■ **AIM**:
Reproduce every one of the following records word for word, with nothing changed, added, or left out.

■ **GIVEN RECORDS**:
───

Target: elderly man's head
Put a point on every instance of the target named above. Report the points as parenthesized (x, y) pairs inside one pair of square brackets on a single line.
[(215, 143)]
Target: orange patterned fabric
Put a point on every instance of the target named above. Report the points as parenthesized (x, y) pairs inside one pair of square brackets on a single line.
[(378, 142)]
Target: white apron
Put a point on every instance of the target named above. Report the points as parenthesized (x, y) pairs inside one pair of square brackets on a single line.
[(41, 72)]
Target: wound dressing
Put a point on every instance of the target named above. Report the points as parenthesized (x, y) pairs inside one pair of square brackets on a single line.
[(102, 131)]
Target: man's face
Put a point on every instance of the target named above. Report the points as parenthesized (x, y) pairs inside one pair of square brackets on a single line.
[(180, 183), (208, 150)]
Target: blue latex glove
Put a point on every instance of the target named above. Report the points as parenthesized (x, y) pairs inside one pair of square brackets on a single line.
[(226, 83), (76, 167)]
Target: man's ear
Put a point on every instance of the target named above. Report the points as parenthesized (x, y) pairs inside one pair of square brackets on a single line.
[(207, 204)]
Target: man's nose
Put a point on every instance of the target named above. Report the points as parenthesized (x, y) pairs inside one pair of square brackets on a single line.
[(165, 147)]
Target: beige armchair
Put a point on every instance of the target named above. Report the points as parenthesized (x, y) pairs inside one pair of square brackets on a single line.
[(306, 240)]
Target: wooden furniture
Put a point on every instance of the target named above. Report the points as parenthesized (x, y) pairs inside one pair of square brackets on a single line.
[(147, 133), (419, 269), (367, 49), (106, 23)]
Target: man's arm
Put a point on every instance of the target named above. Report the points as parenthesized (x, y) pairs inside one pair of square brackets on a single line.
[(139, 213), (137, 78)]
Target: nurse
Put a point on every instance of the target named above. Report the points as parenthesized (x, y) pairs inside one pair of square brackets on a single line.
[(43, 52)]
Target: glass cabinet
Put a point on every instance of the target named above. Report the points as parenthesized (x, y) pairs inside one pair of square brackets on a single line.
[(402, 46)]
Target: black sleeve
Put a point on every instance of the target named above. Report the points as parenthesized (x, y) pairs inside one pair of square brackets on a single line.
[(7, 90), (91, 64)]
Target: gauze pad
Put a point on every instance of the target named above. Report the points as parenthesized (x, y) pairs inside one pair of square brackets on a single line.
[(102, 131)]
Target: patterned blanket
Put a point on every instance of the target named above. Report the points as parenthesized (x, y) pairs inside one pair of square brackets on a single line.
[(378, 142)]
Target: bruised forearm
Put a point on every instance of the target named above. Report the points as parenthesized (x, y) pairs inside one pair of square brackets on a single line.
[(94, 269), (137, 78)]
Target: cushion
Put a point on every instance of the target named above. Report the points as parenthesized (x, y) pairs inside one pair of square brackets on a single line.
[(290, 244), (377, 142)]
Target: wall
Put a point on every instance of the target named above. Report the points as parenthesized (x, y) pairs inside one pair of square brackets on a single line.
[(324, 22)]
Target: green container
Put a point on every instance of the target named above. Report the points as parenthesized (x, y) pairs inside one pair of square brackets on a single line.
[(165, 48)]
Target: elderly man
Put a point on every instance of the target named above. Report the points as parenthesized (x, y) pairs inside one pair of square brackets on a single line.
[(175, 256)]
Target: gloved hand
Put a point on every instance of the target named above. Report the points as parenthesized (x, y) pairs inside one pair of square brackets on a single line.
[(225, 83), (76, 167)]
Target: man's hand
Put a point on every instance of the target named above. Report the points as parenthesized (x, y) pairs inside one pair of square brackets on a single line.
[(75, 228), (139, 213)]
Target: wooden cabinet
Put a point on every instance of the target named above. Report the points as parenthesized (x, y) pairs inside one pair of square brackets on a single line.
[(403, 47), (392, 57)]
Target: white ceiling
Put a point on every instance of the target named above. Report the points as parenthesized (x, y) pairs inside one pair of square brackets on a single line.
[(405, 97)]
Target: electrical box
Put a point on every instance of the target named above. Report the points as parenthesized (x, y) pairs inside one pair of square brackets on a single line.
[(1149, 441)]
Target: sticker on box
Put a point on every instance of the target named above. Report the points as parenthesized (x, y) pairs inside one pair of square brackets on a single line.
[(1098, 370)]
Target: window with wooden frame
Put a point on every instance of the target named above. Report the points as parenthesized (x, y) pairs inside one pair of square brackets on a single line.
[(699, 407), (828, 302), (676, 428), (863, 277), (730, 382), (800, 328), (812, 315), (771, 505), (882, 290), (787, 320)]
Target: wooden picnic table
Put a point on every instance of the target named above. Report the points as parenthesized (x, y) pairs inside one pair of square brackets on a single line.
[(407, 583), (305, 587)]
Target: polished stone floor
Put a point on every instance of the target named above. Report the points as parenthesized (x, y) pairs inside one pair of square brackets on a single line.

───

■ **SOLVED EXERCISE**:
Target: elderly man's head
Put a point on every instance of the target named above. Report the points as parenthesized (x, y) pairs inside one pair of square brackets on a single line.
[(215, 143)]
Target: orange patterned fabric
Put a point on every instance of the target named above. Report the points as parenthesized (x, y) pairs inside one pair of square brackets on a single line.
[(378, 142)]
Target: white apron
Put a point on every instance of the target named above. Report the points as parenthesized (x, y) pairs inside one pair of square brackets on a single line.
[(41, 72)]
Target: wound dressing
Put a point on every instance of the target named above. Report the points as parenthesized (x, y) pairs inside one pair of square brackets on a single line.
[(102, 131)]
Target: man's face
Put a point on every instance of the target named above. Report the points as parenthesized (x, y) pairs inside one pair of square brackets on a single line.
[(180, 183), (208, 150)]
Target: blue latex glove
Put a point on every instance of the target named above. Report the points as parenthesized (x, y) pairs inside one pair of square brackets on a single line.
[(226, 83), (76, 167)]
Target: man's ear
Put a point on every instance of the target named above. Report the points as parenthesized (x, y) pairs inside one pair of square brackets on a single line.
[(207, 204)]
Target: man's nose
Put a point on every instance of the target named above. Report the points as parenthesized (x, y) pairs inside one pair of square brackets on a single line.
[(165, 147)]
Target: beige armchair
Put a point on every instance of the target named above. Report the points as parenthesized (x, y) pairs inside one pair of square brackets on a single line.
[(306, 240)]
Target: wooden furniture
Put a point on every instance of the target named above. Report the points as parenthesized (x, y) pairs inside one pair of square brackets on a single line.
[(147, 133), (419, 269), (367, 49), (106, 23)]
Target: man's arm
Put a point on every instance of the target named above. Report the points as parenthesized (x, y) pairs inside one pair of square brackets on a single line.
[(139, 213), (137, 78)]
Target: nurse
Put a point on every instance of the target named above. Report the points as parenthesized (x, y) pairs inside one pair of square brackets on a single line.
[(43, 52)]
Target: glass cabinet
Put a point on every instance of the target named above. Report the points as parenthesized (x, y) pairs inside one pair of square brackets on a single line.
[(402, 46)]
Target: black sleeve
Put a point on every instance of the target named above. Report the points as parenthesized (x, y) pairs inside one pair of square brackets on a single line.
[(7, 90), (91, 64)]
Target: gauze pad
Put a point on every instance of the target named above. Report the points as parenthesized (x, y) pairs inside one pair of square brackets on a single line.
[(102, 131)]
Target: patterned blanket
Put a point on every instance of the target named above. Report the points as parenthesized (x, y) pairs inside one pair of square brackets on a single line.
[(378, 142)]
Target: bruised forearm
Put a point on every instance of the target named above. Report the points as parenthesized (x, y) pairs inside one pair of square brackets on a single line.
[(94, 269), (137, 78)]
Target: cushion
Put a point on every instance of the target named above. Report the points as parenthesized (x, y) pairs inside one pair of square brackets on a single line.
[(290, 244), (377, 142)]
Target: wall
Put a point on every instance of the target named above. Report the points as parenthesized (x, y) pairs inside one pair of square brackets on a single line.
[(324, 22)]
Target: green container
Put a point on every instance of the target named above. Report the points as parenthesized (x, y) pairs inside one pair of square brackets on a single line.
[(165, 48)]
Target: elderly man
Put a point on every instance of the target named above. Report the points as parenthesized (x, y) pairs inside one pair of square brackets on a single line.
[(175, 256)]
Target: gloved hand
Put a point on every instance of the target named above. Report the points as parenthesized (x, y) pairs inside one pair of square brackets on a single line.
[(225, 83), (76, 167)]
Target: man's hand
Put a point on every instance of the target named above. Report the points as parenthesized (x, y) pairs inside one pair of square brackets on a single line.
[(75, 228), (139, 213)]
Target: wooden cabinet
Put a point on every instance of the target named above. Report the points as parenthesized (x, y) pairs inside one pair of square brackets on a single line.
[(403, 47), (392, 57)]
Target: white ceiling
Put a point on every instance of the target named above. Report the points as parenthesized (x, y) pairs inside one pair of square brackets on a single line.
[(405, 97)]
Target: electrical box
Put a point on every instance of the target named above. Report the points as parenthesized (x, y) pairs inside one pair of square brackets on a single line.
[(1149, 441)]
Target: sticker on box
Put a point on every instance of the target named above. Report the points as parenthesized (x, y) pairs inside one pair of square brackets on a single line.
[(1098, 370)]
Target: window with wooden frame
Put a point on every instance of the target named above. Report the points as parenthesized (x, y) pairs inside one pair of square brackets on a single line.
[(699, 407), (828, 302), (676, 428), (863, 277), (730, 382), (800, 328), (812, 315), (771, 505), (882, 290), (787, 320)]
Target: wooden picnic table
Put a point on every instance of the target named above. Report the points as parenthesized (x, y) pairs inside one pair of square brackets on a single line.
[(407, 583), (305, 587)]
Target: polished stone floor
Put a point on every instance of the target named above. Report the points as parenthesized (x, y) pairs inside one pair of square brackets on a single line.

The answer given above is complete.